--- Source ---
Paul’s First Missionary Journey Begins – The Call to Mission

Bible Reading.   Acts 12:25-13:12

Prayer. 

In this study we are going to a missionary meeting – to hear a missionary report! A report from Paul and Barnabas!

1 The Preparation for Missionary Service. v4-5  

Barnabas and Saul had been commissioned by the church at Antioch (Acts 12:25-13:3), for a new work, and the elders there had laid hands upon them and prayed for them. It is Paul’s First Missionary Journey, and it begins with a gospel outreach on the island of Cyprus.  Let’s get a missionary report of the Lord’s Work in those areas…

  • The call to ministry.  Notice that they were divinely called to this work, being sent out by the Holy Spirit.  In V2, the Holy Spirit had directly spoken to the church at Antioch, ordering the elders there to separate Pau and Barnabas for this work.  In essence this is the start of all ministry – a specific call from God,- not an emotional response of a weird feeling or a desire for a profitable, respectable career. What is the call of God and how do we recognise it?  Martin Lloyd Jones identified six principles which constitute a call to service:-
    • An inner compulsion within the one called.  The desire to serve God, in preaching the word becomes like an obsession! 
    • An outside influence that will come to the one called.  This may be the encouragement of a pastor or a friend, someone who pushes you forward to force you to stand up and open your mouth and declare the gospel to others.
    • The one called will experience a loving concern for others.  A concern about lost souls, a concern about the decline of the true faith, a loving desire to teach others the Scriptures, whatever the cost.
    • A sense of constraint.  An overwhelming sense that God has you in his grip, and that he will not let you go and do something else.  You MUST do this work.
    • A sobering humility. A true calling is marked, says Lloyd Jones with a sense of one’s own deep unworthiness and inability for the task, never with any pride.
---
Written task A ▸ Turn the rows from the line containing "Point out every instance of the man's eyebrow" through the end of the rows into a Markdown table with the columns Number and Line, numbering each line and leaving out blank lines. Include only those lines.
--- Listing ---
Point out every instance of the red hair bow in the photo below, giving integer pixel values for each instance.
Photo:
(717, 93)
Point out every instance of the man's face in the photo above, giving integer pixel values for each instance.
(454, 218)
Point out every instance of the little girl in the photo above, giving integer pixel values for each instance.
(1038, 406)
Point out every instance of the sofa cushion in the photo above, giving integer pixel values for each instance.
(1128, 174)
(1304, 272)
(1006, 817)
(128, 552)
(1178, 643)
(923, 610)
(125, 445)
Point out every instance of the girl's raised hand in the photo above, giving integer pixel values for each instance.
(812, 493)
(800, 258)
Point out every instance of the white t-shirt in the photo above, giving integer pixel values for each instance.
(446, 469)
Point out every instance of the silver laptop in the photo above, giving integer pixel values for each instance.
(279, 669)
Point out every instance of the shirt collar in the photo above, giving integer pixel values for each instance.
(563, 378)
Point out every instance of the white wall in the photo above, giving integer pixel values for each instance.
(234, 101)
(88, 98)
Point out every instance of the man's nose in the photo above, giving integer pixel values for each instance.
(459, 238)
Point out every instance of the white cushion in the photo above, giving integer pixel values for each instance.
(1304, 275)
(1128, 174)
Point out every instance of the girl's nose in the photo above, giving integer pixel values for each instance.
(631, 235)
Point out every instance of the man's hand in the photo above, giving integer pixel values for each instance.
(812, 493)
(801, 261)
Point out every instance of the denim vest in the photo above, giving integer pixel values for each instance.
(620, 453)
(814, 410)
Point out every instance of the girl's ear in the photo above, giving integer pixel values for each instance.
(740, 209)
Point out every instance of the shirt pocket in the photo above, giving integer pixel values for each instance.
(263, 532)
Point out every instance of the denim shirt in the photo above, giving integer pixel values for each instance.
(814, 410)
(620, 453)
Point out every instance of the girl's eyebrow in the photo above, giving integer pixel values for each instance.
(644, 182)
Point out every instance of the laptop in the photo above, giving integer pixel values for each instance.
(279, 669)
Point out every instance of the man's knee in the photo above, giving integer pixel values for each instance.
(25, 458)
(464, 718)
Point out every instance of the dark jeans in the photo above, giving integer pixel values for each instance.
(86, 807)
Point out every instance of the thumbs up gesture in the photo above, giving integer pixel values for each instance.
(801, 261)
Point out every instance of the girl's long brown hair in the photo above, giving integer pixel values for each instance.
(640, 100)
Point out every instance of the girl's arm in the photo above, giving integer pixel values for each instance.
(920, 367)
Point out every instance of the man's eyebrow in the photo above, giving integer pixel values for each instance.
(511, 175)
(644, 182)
---
Written task B ▸
Answer these questions from the Bible study:
(i) On which island does the gospel outreach of Paul's First Missionary Journey begin?
(ii) Who identified six principles that constitute a call to service?
(iii) Under "A sobering humility," what marks a true calling?

Output A ▸
| Number | Line |
|---|---|
| 1 | Point out every instance of the man's eyebrow in the photo above, giving integer pixel values for each instance. |
| 2 | (511, 175) |
| 3 | (644, 182) |

Output B ▸
(i) Cyprus.
(ii) Martin Lloyd Jones.
(iii) A sense of one's own deep unworthiness and inability for the task, never any pride.